■ Directions for this task
Set the images aside and retype the whole listing exactly.

■ Source records
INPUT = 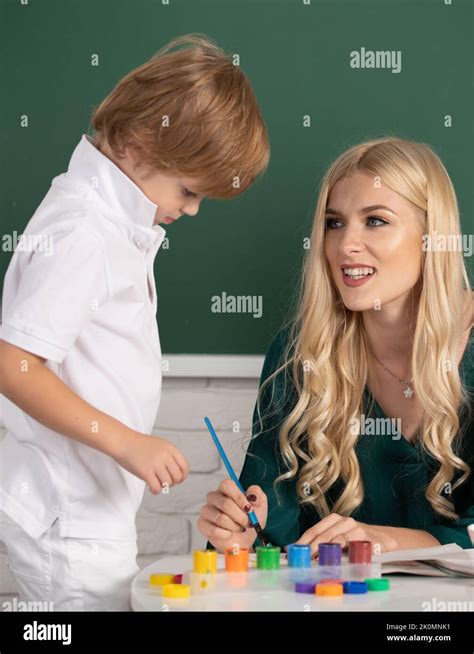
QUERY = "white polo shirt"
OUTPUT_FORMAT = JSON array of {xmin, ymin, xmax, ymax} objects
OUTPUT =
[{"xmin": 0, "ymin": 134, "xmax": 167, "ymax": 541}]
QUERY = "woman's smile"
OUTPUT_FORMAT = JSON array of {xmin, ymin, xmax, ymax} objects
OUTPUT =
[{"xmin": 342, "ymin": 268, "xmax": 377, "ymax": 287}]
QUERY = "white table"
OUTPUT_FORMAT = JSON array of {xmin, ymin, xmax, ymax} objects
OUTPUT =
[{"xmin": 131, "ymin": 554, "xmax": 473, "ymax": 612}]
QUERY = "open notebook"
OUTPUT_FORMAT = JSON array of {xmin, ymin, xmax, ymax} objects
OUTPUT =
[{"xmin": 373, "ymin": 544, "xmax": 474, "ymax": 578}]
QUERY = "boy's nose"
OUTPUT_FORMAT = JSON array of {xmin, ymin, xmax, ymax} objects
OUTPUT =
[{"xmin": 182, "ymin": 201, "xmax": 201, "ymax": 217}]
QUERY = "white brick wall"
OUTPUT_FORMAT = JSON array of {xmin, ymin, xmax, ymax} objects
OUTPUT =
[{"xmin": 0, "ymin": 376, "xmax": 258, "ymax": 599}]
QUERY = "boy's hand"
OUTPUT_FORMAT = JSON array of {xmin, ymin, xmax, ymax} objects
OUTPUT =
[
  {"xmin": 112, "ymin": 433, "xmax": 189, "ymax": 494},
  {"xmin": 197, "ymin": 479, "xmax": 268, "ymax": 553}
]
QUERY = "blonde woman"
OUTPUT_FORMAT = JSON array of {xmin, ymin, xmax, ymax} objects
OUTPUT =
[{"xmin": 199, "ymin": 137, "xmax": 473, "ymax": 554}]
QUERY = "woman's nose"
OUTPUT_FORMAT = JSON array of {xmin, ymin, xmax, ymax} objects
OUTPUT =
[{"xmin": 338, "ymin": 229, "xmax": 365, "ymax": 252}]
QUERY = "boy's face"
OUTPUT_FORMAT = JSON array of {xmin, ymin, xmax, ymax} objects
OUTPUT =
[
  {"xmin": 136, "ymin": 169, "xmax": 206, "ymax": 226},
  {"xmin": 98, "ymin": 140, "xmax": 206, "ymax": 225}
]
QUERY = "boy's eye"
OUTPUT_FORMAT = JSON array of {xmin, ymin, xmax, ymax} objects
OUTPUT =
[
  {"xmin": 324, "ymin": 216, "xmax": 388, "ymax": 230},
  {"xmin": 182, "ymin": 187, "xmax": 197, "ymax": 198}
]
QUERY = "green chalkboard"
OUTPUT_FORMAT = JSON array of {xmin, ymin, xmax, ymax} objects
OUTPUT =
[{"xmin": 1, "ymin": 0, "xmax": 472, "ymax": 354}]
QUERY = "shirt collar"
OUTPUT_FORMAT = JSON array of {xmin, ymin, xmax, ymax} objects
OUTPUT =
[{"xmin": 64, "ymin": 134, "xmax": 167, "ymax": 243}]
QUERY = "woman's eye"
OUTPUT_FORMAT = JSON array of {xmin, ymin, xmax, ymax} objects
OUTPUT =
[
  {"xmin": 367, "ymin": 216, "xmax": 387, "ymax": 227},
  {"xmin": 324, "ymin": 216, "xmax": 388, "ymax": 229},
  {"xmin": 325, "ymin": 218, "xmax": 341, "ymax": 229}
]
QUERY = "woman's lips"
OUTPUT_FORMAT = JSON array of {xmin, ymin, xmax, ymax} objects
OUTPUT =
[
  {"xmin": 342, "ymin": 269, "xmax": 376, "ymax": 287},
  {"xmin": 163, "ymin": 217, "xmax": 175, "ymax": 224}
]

■ Written answer
INPUT = 
QUERY = "white polo shirt"
OUTPUT_FORMAT = JSON array of {xmin, ymin, xmax, ymax} objects
OUTPUT =
[{"xmin": 0, "ymin": 134, "xmax": 167, "ymax": 541}]
QUERY = "woman's smile"
OUTPUT_FORMAT = JSON array of {xmin, ymin, xmax, ymax} objects
OUTPUT =
[{"xmin": 342, "ymin": 268, "xmax": 377, "ymax": 287}]
QUERY = "white table"
OUTPUT_FORMAT = JSON array of {xmin, ymin, xmax, ymax} objects
OUTPUT =
[{"xmin": 131, "ymin": 554, "xmax": 473, "ymax": 612}]
QUERY = "open notebook"
OUTPUT_FORMAT = JSON array of {xmin, ymin, xmax, ymax} objects
OUTPUT =
[{"xmin": 373, "ymin": 544, "xmax": 474, "ymax": 578}]
QUERY = "boy's nose"
OUTPUT_FORMAT = JSON array of {xmin, ymin, xmax, ymax} objects
OUTPUT =
[{"xmin": 182, "ymin": 201, "xmax": 201, "ymax": 217}]
QUERY = "white brick wall"
OUTPUT_FORMAT = JSON array of {xmin, ymin, xmax, ymax} objects
OUTPUT =
[{"xmin": 0, "ymin": 376, "xmax": 258, "ymax": 599}]
QUERY = "boy's hand"
OUTPUT_FORMAT = JSON array of {xmin, ymin, xmax, ymax} objects
OUTPUT =
[
  {"xmin": 112, "ymin": 433, "xmax": 189, "ymax": 494},
  {"xmin": 197, "ymin": 479, "xmax": 268, "ymax": 553}
]
QUERY = "blonde woman"
OUTPUT_FORMAT = JSON array of {xmin, ymin, xmax, ymax} objects
OUTPUT =
[{"xmin": 199, "ymin": 137, "xmax": 473, "ymax": 554}]
QUERY = "woman's nose"
OUTPUT_FORMAT = JSON array of {xmin, ymin, xmax, ymax} objects
OUTPUT =
[{"xmin": 338, "ymin": 229, "xmax": 365, "ymax": 252}]
QUERY = "boy's face"
OUTPUT_FORMAT = JSON array of {xmin, ymin, xmax, ymax} objects
OUTPUT =
[
  {"xmin": 136, "ymin": 169, "xmax": 206, "ymax": 226},
  {"xmin": 98, "ymin": 140, "xmax": 206, "ymax": 225}
]
QUERY = "boy's eye"
OUTPUT_FORMAT = JSON array of {xmin, ymin, xmax, ymax} objects
OUTPUT =
[
  {"xmin": 324, "ymin": 216, "xmax": 388, "ymax": 230},
  {"xmin": 182, "ymin": 187, "xmax": 197, "ymax": 198}
]
QUERY = "green chalkboard"
OUTPUT_FORMAT = JSON array of {xmin, ymin, xmax, ymax} objects
OUTPUT =
[{"xmin": 1, "ymin": 0, "xmax": 472, "ymax": 354}]
QUERY = "shirt collar"
OUTPUT_FORMAT = JSON array of {xmin, ymin, xmax, ymax} objects
OUTPUT =
[{"xmin": 64, "ymin": 134, "xmax": 167, "ymax": 243}]
QUERY = "woman's eye"
OUTPUT_FORMAT = JSON array of {xmin, ymin, xmax, ymax} objects
OUTPUT =
[
  {"xmin": 367, "ymin": 216, "xmax": 387, "ymax": 227},
  {"xmin": 324, "ymin": 216, "xmax": 388, "ymax": 229},
  {"xmin": 325, "ymin": 218, "xmax": 341, "ymax": 229}
]
QUERY = "woman's lips"
OUTPUT_FORMAT = JSON array of {xmin, ymin, xmax, ymax} objects
OUTPUT =
[
  {"xmin": 342, "ymin": 269, "xmax": 376, "ymax": 287},
  {"xmin": 163, "ymin": 217, "xmax": 175, "ymax": 224}
]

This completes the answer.